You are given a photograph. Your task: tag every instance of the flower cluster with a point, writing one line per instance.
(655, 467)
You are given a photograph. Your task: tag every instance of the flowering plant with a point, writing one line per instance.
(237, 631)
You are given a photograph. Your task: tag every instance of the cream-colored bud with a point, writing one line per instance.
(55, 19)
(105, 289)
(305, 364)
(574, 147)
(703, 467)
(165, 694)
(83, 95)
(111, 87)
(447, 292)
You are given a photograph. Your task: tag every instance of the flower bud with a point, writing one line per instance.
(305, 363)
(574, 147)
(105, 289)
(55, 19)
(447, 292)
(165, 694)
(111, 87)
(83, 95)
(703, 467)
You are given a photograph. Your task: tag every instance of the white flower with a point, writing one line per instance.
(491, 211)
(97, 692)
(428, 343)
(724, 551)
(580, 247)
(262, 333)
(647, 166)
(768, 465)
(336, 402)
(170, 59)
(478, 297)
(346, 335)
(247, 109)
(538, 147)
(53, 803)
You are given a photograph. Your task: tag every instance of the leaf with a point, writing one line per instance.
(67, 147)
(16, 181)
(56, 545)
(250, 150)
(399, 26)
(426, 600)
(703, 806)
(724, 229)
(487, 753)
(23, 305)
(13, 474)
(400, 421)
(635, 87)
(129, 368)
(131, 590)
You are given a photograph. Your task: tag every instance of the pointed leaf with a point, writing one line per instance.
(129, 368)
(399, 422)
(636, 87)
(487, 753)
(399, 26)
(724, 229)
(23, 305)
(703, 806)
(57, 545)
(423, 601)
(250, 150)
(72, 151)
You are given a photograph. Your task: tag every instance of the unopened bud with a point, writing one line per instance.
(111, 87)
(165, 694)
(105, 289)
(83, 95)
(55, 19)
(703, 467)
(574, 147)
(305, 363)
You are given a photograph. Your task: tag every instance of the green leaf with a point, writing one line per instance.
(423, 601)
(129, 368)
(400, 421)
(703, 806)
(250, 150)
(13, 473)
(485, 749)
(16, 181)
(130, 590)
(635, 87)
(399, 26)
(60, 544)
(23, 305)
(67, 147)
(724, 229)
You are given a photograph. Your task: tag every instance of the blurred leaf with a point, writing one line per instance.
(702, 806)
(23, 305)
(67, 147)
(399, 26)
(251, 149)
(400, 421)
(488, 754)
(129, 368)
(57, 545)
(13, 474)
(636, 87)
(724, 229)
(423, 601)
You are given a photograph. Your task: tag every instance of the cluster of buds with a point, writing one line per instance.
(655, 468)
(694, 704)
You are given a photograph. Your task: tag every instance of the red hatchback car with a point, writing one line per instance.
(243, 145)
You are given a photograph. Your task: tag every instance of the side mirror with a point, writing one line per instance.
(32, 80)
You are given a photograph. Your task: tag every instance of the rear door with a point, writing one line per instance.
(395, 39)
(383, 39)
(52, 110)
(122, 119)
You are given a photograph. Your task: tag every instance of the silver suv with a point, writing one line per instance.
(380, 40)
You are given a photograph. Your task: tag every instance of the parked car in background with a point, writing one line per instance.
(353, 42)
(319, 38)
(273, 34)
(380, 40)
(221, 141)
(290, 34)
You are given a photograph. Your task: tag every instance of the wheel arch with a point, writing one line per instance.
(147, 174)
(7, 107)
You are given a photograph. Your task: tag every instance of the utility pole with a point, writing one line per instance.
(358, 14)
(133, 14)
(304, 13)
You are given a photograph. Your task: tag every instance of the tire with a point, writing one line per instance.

________________

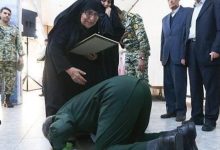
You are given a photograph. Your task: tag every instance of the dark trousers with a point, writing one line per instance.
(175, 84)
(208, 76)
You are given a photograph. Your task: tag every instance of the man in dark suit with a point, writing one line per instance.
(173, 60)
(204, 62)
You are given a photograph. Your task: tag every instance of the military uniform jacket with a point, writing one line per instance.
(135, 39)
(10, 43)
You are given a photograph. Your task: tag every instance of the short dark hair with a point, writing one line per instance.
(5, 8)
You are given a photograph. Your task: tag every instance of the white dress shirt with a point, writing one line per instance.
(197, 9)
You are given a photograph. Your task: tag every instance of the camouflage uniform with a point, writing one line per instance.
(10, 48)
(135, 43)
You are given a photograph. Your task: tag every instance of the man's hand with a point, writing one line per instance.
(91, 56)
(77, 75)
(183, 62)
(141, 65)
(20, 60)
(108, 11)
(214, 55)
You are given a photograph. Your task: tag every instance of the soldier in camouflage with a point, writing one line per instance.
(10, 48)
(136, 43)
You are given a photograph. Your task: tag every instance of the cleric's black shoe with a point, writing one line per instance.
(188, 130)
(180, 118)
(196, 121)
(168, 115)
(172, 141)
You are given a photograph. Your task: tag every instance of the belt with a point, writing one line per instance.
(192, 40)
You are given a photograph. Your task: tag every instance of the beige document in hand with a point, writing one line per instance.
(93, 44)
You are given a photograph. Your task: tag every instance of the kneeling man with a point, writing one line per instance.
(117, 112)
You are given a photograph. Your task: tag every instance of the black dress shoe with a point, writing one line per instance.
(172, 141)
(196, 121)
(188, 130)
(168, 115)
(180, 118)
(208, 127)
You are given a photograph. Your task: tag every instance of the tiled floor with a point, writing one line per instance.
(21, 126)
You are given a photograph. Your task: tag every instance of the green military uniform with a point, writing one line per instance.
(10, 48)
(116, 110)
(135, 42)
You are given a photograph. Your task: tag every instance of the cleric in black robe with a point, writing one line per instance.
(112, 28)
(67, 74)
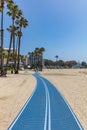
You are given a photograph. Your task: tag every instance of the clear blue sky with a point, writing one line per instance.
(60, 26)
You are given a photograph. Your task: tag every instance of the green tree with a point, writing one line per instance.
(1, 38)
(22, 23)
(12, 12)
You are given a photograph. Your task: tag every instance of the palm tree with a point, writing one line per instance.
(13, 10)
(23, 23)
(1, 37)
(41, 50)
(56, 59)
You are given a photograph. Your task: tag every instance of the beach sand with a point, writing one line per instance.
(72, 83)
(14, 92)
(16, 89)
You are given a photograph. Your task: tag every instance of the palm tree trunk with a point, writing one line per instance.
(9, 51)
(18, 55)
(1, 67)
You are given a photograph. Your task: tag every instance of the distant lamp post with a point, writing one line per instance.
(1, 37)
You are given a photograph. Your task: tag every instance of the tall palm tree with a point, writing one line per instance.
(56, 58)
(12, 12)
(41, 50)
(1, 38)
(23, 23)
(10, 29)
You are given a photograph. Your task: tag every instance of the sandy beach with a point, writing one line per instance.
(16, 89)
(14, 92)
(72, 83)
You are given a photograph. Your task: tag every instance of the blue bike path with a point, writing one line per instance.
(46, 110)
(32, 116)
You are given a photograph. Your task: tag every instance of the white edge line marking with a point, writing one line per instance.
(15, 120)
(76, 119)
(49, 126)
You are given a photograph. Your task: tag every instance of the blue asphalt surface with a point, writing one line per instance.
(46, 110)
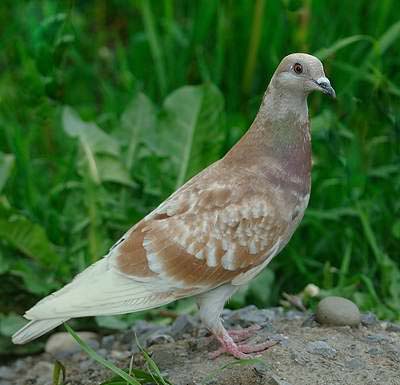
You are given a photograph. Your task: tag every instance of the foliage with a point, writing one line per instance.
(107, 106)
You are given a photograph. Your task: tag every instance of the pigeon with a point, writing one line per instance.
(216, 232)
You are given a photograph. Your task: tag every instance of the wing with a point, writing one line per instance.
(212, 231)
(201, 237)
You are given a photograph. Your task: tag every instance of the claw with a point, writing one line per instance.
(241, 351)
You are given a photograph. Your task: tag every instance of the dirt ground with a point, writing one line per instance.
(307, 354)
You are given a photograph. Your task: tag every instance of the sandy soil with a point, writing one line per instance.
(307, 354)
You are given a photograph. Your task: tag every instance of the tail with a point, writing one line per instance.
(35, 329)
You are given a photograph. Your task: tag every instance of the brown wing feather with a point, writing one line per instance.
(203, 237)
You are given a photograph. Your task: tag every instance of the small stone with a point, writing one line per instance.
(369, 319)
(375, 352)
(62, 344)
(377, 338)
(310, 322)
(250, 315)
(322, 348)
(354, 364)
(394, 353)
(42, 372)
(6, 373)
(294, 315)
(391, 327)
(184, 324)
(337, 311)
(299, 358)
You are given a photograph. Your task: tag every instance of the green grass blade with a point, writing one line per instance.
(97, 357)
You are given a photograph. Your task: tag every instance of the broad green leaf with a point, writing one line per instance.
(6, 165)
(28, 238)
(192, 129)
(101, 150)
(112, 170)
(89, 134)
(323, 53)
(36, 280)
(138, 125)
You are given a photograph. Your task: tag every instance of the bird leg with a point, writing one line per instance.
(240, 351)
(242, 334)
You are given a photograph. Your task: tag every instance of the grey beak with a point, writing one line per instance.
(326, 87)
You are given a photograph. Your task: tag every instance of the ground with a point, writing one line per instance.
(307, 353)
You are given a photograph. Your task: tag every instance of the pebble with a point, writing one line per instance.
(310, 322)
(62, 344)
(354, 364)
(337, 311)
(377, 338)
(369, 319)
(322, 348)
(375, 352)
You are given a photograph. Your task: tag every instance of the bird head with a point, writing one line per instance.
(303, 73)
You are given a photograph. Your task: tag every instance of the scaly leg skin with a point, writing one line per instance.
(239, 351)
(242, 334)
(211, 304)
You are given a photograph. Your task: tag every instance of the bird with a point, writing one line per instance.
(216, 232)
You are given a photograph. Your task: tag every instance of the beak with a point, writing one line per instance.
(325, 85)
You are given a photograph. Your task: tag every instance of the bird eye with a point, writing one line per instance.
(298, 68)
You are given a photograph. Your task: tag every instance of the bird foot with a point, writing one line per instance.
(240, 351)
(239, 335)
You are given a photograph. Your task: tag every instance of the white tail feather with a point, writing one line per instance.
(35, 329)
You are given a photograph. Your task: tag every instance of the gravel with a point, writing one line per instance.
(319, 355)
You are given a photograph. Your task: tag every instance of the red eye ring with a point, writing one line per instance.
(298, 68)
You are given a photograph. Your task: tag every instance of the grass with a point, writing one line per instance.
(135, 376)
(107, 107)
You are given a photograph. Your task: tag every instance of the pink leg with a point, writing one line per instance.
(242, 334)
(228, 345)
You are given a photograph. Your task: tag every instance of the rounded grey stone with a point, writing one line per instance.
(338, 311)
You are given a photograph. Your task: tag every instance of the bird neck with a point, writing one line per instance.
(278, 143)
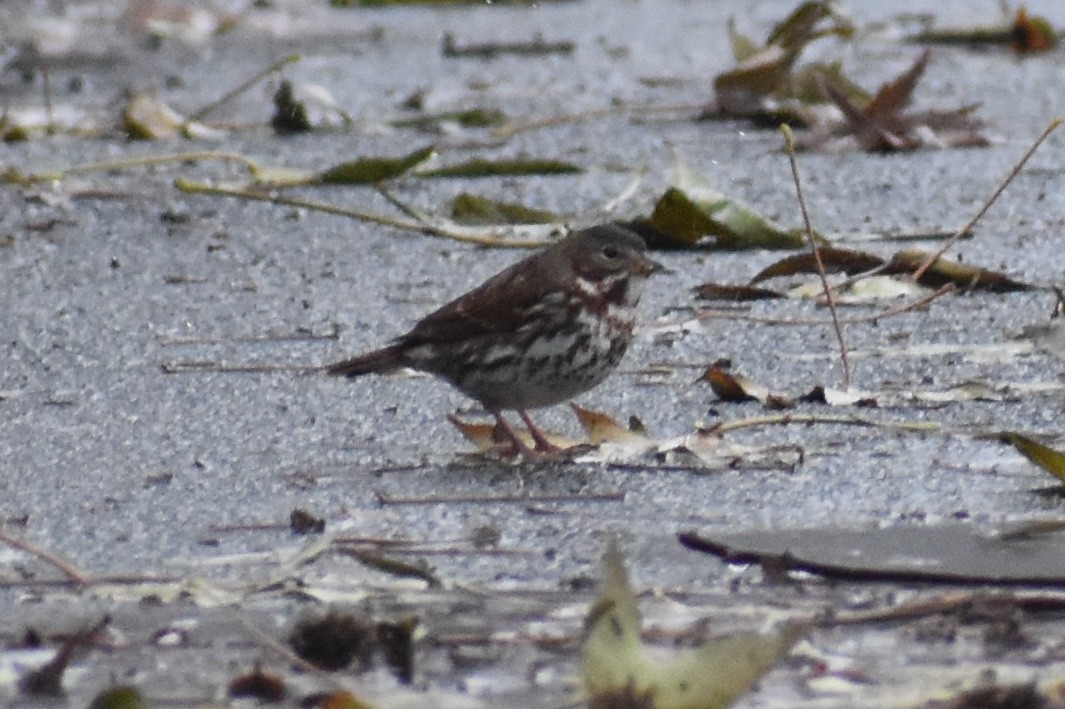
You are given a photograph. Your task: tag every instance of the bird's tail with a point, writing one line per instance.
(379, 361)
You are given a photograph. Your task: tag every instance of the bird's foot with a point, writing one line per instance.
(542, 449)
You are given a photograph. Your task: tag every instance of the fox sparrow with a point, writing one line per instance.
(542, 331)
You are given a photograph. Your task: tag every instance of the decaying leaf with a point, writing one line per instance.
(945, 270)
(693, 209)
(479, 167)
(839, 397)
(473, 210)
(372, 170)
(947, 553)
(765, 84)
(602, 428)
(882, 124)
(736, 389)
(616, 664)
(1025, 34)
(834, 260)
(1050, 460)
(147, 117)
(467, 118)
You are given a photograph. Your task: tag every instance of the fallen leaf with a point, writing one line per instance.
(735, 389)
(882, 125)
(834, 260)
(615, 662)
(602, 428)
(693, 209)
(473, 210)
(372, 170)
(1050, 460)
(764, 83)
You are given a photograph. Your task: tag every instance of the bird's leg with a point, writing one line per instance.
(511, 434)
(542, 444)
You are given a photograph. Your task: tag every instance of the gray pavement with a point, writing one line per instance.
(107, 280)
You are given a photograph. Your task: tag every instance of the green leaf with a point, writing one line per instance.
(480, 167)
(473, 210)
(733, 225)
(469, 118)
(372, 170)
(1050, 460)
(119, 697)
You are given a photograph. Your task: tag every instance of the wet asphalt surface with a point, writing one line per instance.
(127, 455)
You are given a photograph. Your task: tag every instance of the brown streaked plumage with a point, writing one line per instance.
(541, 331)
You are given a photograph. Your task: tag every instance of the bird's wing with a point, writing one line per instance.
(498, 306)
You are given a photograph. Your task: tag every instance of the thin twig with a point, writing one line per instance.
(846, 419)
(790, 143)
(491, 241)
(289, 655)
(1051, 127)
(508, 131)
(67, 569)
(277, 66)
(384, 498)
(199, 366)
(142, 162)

________________

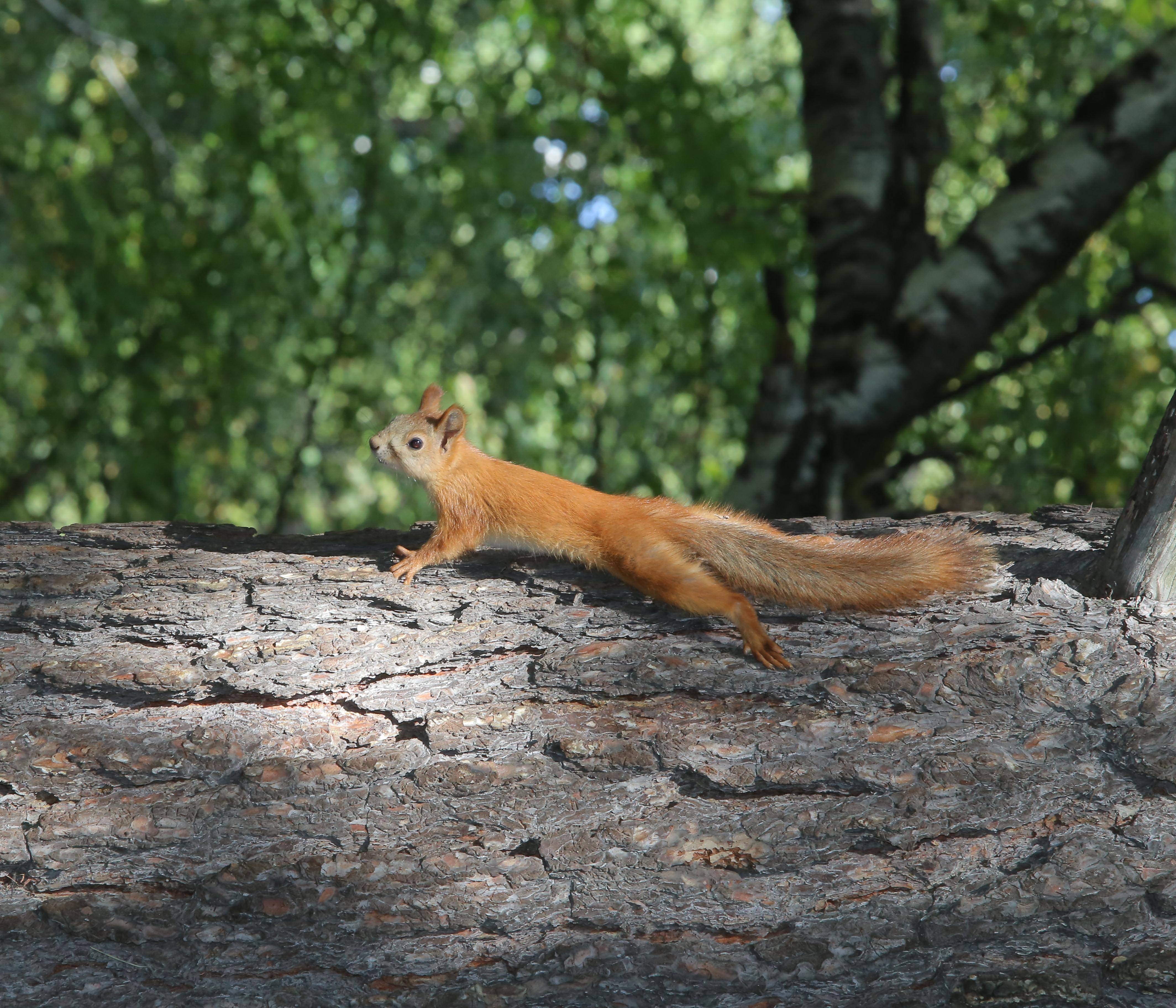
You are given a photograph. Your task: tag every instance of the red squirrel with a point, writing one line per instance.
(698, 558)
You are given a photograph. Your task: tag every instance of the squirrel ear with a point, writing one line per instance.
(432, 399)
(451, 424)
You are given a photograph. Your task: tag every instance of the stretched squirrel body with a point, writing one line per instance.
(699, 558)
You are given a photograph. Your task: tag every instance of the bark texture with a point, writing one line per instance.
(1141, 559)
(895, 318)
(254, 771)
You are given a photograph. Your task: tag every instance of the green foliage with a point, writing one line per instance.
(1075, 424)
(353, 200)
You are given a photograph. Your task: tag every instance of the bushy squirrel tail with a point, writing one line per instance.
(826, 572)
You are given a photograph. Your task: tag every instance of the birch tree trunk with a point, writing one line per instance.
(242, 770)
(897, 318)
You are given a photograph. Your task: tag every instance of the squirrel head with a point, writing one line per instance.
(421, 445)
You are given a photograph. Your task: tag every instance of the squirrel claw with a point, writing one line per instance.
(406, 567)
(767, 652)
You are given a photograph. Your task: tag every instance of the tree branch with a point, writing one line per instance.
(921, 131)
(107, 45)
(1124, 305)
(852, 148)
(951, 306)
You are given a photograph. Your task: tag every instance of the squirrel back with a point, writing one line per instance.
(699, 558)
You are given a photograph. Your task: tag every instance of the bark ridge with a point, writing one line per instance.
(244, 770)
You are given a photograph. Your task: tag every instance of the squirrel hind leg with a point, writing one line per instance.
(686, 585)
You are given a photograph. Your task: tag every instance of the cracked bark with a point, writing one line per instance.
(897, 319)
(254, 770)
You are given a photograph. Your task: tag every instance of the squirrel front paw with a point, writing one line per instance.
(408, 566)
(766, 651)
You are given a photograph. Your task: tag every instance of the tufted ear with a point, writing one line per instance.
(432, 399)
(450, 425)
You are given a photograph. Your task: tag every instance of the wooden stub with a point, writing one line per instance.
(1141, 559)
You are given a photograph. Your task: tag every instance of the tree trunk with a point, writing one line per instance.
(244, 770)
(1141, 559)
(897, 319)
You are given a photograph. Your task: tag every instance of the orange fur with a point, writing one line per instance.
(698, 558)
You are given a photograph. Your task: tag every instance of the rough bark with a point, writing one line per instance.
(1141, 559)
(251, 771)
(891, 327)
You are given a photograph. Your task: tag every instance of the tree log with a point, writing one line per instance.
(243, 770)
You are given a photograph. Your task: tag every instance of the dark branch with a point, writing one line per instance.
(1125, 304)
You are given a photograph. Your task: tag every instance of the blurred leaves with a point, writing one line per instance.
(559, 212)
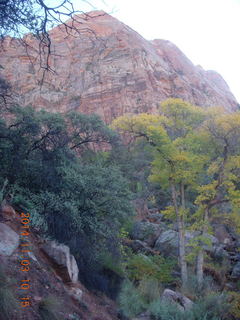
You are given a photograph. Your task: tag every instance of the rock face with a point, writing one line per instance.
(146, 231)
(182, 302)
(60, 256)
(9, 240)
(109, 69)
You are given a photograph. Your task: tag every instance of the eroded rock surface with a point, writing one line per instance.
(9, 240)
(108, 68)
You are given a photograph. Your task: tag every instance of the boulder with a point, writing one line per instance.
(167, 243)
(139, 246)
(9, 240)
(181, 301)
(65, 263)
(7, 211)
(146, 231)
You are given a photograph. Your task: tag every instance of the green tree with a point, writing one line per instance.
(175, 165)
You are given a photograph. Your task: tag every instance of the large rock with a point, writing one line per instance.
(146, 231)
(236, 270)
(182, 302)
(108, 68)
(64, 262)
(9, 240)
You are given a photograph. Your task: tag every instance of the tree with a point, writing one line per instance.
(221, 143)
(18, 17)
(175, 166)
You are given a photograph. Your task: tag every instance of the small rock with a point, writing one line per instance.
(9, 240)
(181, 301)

________________

Directions for this task
How many lines of the records above contain the string "trunk"? Case counts. Give the number and nothing else.

Solution below
3